◆ Data entries ◆
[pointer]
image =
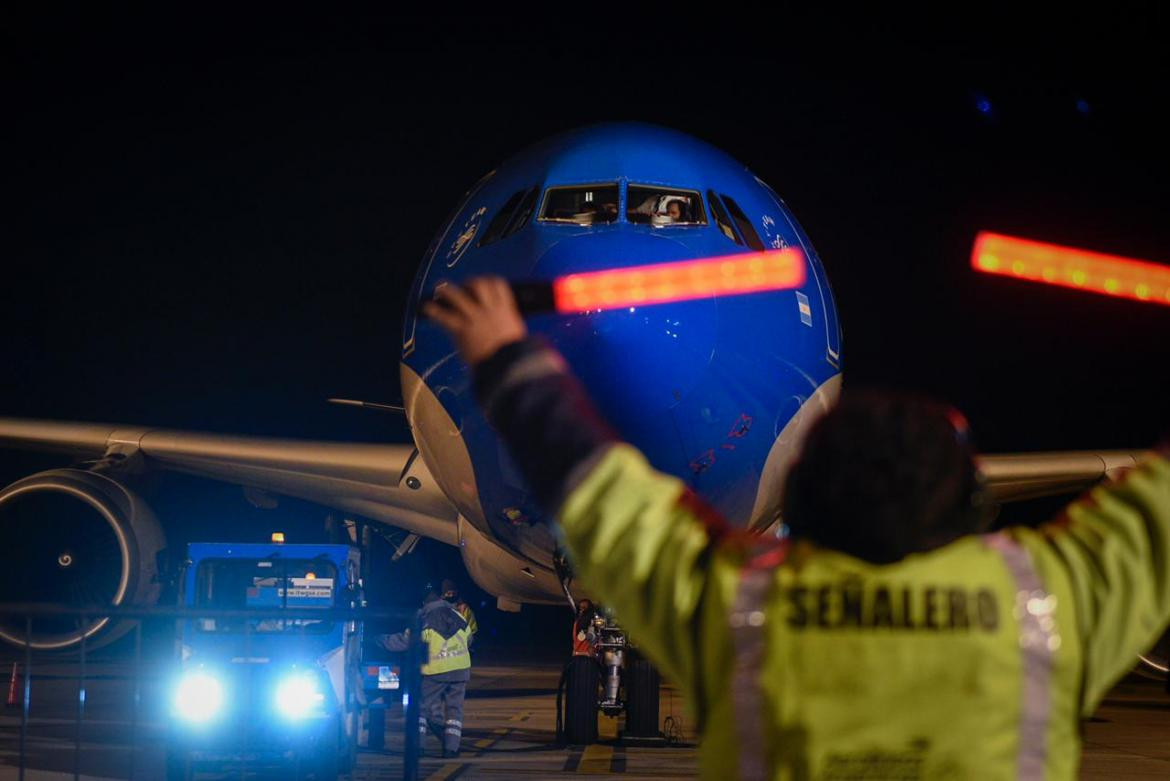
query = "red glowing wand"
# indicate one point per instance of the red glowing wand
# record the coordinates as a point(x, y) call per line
point(660, 283)
point(1072, 268)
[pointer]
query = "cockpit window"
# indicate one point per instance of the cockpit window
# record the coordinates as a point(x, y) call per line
point(523, 212)
point(660, 206)
point(583, 205)
point(744, 223)
point(500, 222)
point(721, 218)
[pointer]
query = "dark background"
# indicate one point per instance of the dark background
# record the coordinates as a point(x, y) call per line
point(211, 221)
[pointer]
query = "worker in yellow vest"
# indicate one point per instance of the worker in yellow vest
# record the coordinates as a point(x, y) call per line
point(451, 594)
point(890, 636)
point(445, 674)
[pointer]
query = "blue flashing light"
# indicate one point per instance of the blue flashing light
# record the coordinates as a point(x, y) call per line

◆ Required work ◆
Repeat the material word for word, from its very first line through the line containing "point(721, 218)", including that line. Leave the picture out of your answer.

◆ Result ◆
[pointer]
image =
query = "red glowing wand"
# indicate one point per instance of the red glowing wand
# record the coordinates as a point(x, y) call per line
point(660, 283)
point(1072, 268)
[pointer]
query = "cockpit window"
# indicate one point per instance of the cockpit window
# record the coordinates as a point(x, y) call per line
point(523, 212)
point(660, 206)
point(583, 205)
point(744, 223)
point(500, 222)
point(721, 218)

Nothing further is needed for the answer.